Aim of the task: Render every line of the records below as a JSON list of strings, one string per line, and omit any blank lines.
----- Stored records
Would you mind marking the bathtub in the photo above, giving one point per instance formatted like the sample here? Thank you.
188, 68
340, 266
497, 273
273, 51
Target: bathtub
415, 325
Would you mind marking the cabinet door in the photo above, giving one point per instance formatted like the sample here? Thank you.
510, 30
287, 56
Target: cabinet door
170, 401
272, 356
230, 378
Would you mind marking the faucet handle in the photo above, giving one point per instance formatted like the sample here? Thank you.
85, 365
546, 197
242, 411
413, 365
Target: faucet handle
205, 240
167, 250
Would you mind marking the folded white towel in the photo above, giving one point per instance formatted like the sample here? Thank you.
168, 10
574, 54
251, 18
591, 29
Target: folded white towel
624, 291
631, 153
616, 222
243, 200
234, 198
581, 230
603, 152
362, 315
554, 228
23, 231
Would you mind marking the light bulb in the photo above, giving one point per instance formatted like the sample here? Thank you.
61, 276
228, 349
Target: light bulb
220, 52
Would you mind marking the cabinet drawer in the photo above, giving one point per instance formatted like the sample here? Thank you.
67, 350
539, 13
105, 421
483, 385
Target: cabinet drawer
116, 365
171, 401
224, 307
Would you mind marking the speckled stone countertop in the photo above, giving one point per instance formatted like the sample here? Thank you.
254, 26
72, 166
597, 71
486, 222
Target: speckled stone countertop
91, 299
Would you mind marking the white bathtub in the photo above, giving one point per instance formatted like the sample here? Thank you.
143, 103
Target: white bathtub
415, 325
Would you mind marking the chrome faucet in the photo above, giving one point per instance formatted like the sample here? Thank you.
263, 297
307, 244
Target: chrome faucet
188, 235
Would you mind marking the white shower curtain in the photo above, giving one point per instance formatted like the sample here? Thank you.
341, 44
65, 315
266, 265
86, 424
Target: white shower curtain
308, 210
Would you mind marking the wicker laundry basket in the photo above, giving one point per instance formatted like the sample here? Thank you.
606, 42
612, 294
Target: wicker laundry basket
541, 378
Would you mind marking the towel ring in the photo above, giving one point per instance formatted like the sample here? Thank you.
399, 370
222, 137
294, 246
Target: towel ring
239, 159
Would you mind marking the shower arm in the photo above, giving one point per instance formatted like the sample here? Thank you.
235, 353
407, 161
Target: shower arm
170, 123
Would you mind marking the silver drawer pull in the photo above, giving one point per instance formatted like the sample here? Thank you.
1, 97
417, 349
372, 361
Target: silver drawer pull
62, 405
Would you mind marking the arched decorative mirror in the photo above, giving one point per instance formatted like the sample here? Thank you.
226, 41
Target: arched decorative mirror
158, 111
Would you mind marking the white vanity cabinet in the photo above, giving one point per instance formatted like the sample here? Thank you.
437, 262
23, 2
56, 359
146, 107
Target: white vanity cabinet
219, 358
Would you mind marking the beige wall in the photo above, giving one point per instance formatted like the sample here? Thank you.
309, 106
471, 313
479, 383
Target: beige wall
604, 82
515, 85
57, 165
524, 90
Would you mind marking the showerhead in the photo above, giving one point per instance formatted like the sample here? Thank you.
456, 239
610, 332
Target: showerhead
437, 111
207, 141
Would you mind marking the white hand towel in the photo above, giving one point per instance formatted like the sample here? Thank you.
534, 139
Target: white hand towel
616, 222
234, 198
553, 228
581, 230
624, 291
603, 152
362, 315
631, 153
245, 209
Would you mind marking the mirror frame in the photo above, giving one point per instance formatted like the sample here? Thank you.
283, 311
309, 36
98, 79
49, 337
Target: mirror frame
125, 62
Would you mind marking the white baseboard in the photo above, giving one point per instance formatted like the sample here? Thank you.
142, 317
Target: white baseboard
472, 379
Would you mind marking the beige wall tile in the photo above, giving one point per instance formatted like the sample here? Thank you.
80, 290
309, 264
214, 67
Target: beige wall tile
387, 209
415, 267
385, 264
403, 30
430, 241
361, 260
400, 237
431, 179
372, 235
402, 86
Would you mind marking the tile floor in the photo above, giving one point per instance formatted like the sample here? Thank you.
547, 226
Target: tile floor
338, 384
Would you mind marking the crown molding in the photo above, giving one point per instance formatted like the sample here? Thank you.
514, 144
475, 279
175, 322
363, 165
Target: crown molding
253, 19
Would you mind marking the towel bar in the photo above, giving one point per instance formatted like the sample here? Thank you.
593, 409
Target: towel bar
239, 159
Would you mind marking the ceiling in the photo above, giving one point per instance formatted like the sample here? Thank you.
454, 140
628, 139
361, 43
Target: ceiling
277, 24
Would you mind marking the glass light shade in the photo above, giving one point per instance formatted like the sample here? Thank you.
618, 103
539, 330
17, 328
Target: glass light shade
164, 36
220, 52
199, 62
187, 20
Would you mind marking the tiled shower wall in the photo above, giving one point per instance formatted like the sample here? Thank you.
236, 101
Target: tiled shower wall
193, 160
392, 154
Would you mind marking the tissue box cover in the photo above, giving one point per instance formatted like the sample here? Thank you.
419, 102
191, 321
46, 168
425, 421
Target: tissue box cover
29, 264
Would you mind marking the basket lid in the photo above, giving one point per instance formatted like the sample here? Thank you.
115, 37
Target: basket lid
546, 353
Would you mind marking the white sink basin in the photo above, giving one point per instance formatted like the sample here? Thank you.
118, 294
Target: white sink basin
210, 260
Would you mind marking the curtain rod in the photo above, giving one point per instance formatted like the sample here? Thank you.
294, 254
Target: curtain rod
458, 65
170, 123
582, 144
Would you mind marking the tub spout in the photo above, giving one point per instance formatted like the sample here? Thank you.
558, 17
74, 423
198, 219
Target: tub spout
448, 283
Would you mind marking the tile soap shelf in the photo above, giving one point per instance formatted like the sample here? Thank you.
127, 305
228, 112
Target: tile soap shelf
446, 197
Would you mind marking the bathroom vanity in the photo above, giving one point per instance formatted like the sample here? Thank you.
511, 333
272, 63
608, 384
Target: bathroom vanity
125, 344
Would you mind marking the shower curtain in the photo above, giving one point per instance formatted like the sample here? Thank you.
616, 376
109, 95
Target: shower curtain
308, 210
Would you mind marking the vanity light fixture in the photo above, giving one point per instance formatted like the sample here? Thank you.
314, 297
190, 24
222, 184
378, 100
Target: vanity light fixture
----------
Correct response:
[
  "Would you mind marking the bathtub in the photo above, giving one point per instance formatted like the sample here? Thank you.",
  "188, 68",
  "340, 266",
  "497, 273",
  "273, 51",
  "Target: bathtub",
  "415, 325",
  "Would you mind marking the cabinet door in the photo above, giving one point per instance formatted like the sample here? Thank you.",
  "510, 30",
  "287, 56",
  "Target: cabinet door",
  "170, 401",
  "272, 356",
  "230, 378",
  "Would you mind marking the faucet handle in the photo above, giving one point per instance formatted like the sample here? Thank you.",
  "85, 365",
  "546, 197",
  "242, 411",
  "413, 365",
  "Target: faucet handle",
  "205, 240",
  "167, 250",
  "Would you mind marking the folded white towel in the photo above, giving one point per instance formatted like the sample here? Thank you.",
  "168, 10",
  "574, 54",
  "251, 18",
  "591, 29",
  "Target: folded white towel",
  "624, 291",
  "631, 153",
  "616, 222",
  "243, 200",
  "234, 198",
  "581, 230",
  "603, 152",
  "362, 315",
  "554, 228",
  "23, 231",
  "Would you mind marking the light bulb in the photo above, giving one point per instance formatted like the sample here? Thank you.",
  "61, 276",
  "228, 349",
  "Target: light bulb",
  "220, 52",
  "Would you mind marking the cabinet drawer in the photo above, giving one point per instance formatted like the sample here? Thank you.",
  "67, 350",
  "539, 13",
  "105, 421",
  "483, 385",
  "Target: cabinet drawer",
  "116, 365",
  "171, 401",
  "224, 307",
  "Would you mind marking the speckled stone countertop in the photo above, giving one point per instance formatted like the sample here? Thank you.",
  "254, 26",
  "72, 166",
  "597, 71",
  "486, 222",
  "Target: speckled stone countertop",
  "91, 299",
  "Would you mind marking the white bathtub in the photo above, giving one point per instance formatted like the sample here? Thank you.",
  "143, 103",
  "Target: white bathtub",
  "415, 325",
  "Would you mind marking the chrome faucet in the photo above, giving one point per instance formatted like the sample here? Thank you.",
  "263, 297",
  "307, 244",
  "Target: chrome faucet",
  "188, 235",
  "Would you mind marking the white shower curtain in the photo above, giving one point per instance formatted like the sample here? Thank you.",
  "341, 44",
  "65, 315",
  "266, 265",
  "86, 424",
  "Target: white shower curtain",
  "308, 210",
  "Would you mind marking the wicker laundry basket in the photo above, giving one point per instance formatted like the sample here? Thank you.",
  "606, 42",
  "612, 294",
  "Target: wicker laundry basket",
  "541, 378",
  "Would you mind marking the towel ring in the photo above, giving one point per instance formatted like the sample here? Thank you.",
  "399, 370",
  "222, 137",
  "294, 246",
  "Target: towel ring",
  "239, 159",
  "Would you mind marking the shower arm in the photo above, giving one point per instance formatted like the sample here? Thank you.",
  "235, 353",
  "407, 161",
  "Target: shower arm",
  "170, 123",
  "Would you mind marking the silver drawer pull in the photo above, giving one point per instance formatted like the sample here? Thank you.",
  "1, 97",
  "417, 349",
  "372, 361",
  "Target: silver drawer pull",
  "62, 405",
  "Would you mind marking the arched decorative mirror in the photo above, giving one point per instance formatted like the sample here? Thank you.",
  "226, 41",
  "Target: arched decorative mirror",
  "158, 111",
  "Would you mind marking the white vanity cabinet in the photo above, giving one point per instance formatted like the sample here? Thank you.",
  "437, 262",
  "23, 2",
  "56, 359",
  "146, 107",
  "Target: white vanity cabinet",
  "219, 358",
  "Would you mind marking the beige wall in the photo above, giving one point per instance formatted like the sample here? Thank you.",
  "309, 106",
  "471, 313",
  "479, 383",
  "Target: beige wall",
  "604, 82",
  "515, 85",
  "57, 165",
  "524, 90",
  "Would you mind marking the showerhead in the photo above, giving one point per instance formatted like the sample here? Thank you.",
  "456, 239",
  "610, 332",
  "Target: showerhead",
  "437, 111",
  "207, 141",
  "Would you mind marking the white hand towel in the photo above, giving one point per instance formatted like the sample here? Thank you.",
  "534, 139",
  "Target: white hand towel",
  "616, 222",
  "234, 198",
  "553, 228",
  "581, 230",
  "624, 291",
  "603, 152",
  "362, 315",
  "631, 153",
  "245, 209",
  "Would you mind marking the mirror frame in the photo above, giving one point per instance formatted like the sample here? Thank you.",
  "283, 311",
  "309, 36",
  "98, 79",
  "49, 337",
  "Target: mirror frame",
  "125, 62",
  "Would you mind marking the white baseboard in the photo above, giving one point per instance formatted like the sample here? Thank you.",
  "142, 317",
  "Target: white baseboard",
  "472, 379",
  "Would you mind marking the beige wall tile in the photo above, giving one point per instance formatted like the sample here? Thank you.",
  "80, 290",
  "309, 264",
  "214, 67",
  "Target: beige wall tile",
  "387, 209",
  "415, 267",
  "385, 264",
  "403, 30",
  "430, 241",
  "361, 260",
  "400, 237",
  "431, 179",
  "372, 235",
  "402, 86",
  "Would you mind marking the tile floor in the photo above, giving one point per instance formatted like the sample here? Thank you.",
  "547, 226",
  "Target: tile floor",
  "338, 384",
  "Would you mind marking the crown molding in the photo above, giving one point per instance formatted like the sample here? Thank you.",
  "514, 144",
  "475, 279",
  "175, 322",
  "363, 165",
  "Target: crown molding",
  "253, 19",
  "Would you mind marking the towel bar in the photo above, giving one point per instance formatted like the sample here? Thank you.",
  "593, 409",
  "Target: towel bar",
  "239, 159",
  "Would you mind marking the ceiling in the photo above, giving one point per instance formatted like the sample here? Thank you.",
  "454, 140",
  "628, 139",
  "361, 43",
  "Target: ceiling",
  "277, 24",
  "Would you mind marking the glass light shade in the photo above, giving one point per instance formatted like the sample here? Thank you.",
  "618, 103",
  "539, 330",
  "17, 328",
  "Target: glass light shade",
  "164, 36",
  "220, 52",
  "199, 62",
  "187, 20",
  "Would you mind marking the tiled shower wall in the photo above, giving one point per instance formatted like the sample here? Thank you.",
  "236, 101",
  "Target: tiled shower wall",
  "193, 160",
  "392, 154",
  "Would you mind marking the tissue box cover in the photo above, giving one point per instance formatted like the sample here? Thank you.",
  "419, 102",
  "191, 321",
  "46, 168",
  "425, 421",
  "Target: tissue box cover",
  "29, 264",
  "Would you mind marking the basket lid in the photo above, giving one point per instance formatted like the sample here? Thank you.",
  "115, 37",
  "Target: basket lid",
  "546, 353",
  "Would you mind marking the white sink basin in the photo above, giving one point per instance formatted like the sample here? Thank you.",
  "118, 294",
  "Target: white sink basin",
  "210, 260",
  "Would you mind marking the curtain rod in the photo above, giving one point per instance formatted like the sample here? Thank you.",
  "294, 254",
  "Target: curtain rod",
  "458, 65",
  "170, 123",
  "582, 144",
  "Would you mind marking the tub spout in the photo above, giving one point per instance formatted like the sample here? Thank you.",
  "558, 17",
  "74, 423",
  "198, 219",
  "Target: tub spout",
  "448, 283",
  "Would you mind marking the tile soap shelf in the photo above, giving one point per instance formatted like the sample here? Thank you.",
  "127, 305",
  "228, 112",
  "Target: tile soap shelf",
  "446, 197",
  "Would you mind marking the bathroom vanity in the photo above, giving one point per instance formatted like the sample here? Thank you.",
  "511, 333",
  "272, 63",
  "608, 384",
  "Target: bathroom vanity",
  "125, 344",
  "Would you mind marking the shower curtain in the photo above, giving one point per instance formatted like the sample here? Thank you.",
  "616, 376",
  "109, 95",
  "Target: shower curtain",
  "308, 210",
  "Would you mind marking the vanity light fixture in the photo above, giving one point per instance formatted like the sample here? Thank you.",
  "314, 297",
  "190, 24",
  "222, 184",
  "378, 100",
  "Target: vanity light fixture"
]